◆ **What is expected**
Lines where the string "water" appears are to be copied from the entries below.

◆ **Entries supplied**
.....

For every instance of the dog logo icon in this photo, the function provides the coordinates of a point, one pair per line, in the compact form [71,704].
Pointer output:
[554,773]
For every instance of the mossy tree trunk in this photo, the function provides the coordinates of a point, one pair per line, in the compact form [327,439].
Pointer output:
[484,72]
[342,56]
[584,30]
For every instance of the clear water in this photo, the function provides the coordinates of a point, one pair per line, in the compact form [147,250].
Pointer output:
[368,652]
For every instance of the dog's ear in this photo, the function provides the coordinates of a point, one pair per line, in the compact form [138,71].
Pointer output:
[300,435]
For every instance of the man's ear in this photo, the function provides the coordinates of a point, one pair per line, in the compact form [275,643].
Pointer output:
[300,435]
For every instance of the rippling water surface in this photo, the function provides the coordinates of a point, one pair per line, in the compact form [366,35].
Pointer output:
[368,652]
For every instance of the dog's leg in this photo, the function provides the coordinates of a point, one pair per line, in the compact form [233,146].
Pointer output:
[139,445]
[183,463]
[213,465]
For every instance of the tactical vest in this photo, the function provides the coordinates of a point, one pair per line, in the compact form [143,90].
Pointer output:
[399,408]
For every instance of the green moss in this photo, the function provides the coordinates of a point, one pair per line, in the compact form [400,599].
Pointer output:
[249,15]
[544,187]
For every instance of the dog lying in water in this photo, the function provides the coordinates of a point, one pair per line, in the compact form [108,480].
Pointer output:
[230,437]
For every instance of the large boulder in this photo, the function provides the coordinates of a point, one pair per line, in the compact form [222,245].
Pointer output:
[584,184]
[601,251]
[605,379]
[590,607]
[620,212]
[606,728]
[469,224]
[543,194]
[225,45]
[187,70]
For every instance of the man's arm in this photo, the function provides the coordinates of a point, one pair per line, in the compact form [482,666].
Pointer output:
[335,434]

.....

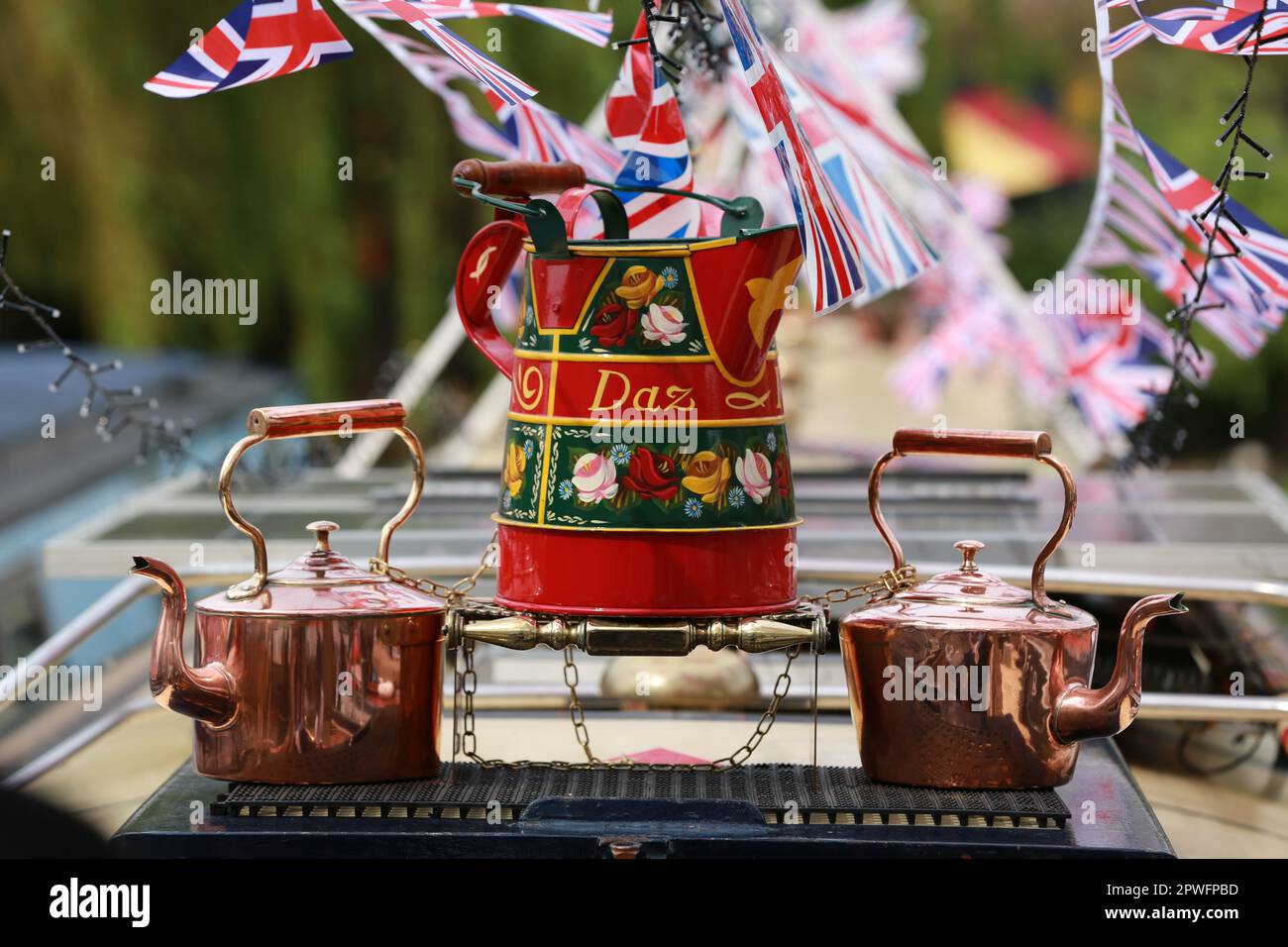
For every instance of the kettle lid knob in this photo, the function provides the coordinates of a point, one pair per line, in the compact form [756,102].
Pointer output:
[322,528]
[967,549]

.....

◆ **Reply to the task**
For every instance of the clear water in this photo, the function provides the coordinates of a point, one pair per line, in the compact form [147,250].
For every instance of the rippling water surface in this photo, the function provides the coordinates of a point, one pair per line, in the compact form [366,35].
For every instance of the dog lying in water in this photo, the function provides the coordinates of a point, one pair per line, in the compact form [108,480].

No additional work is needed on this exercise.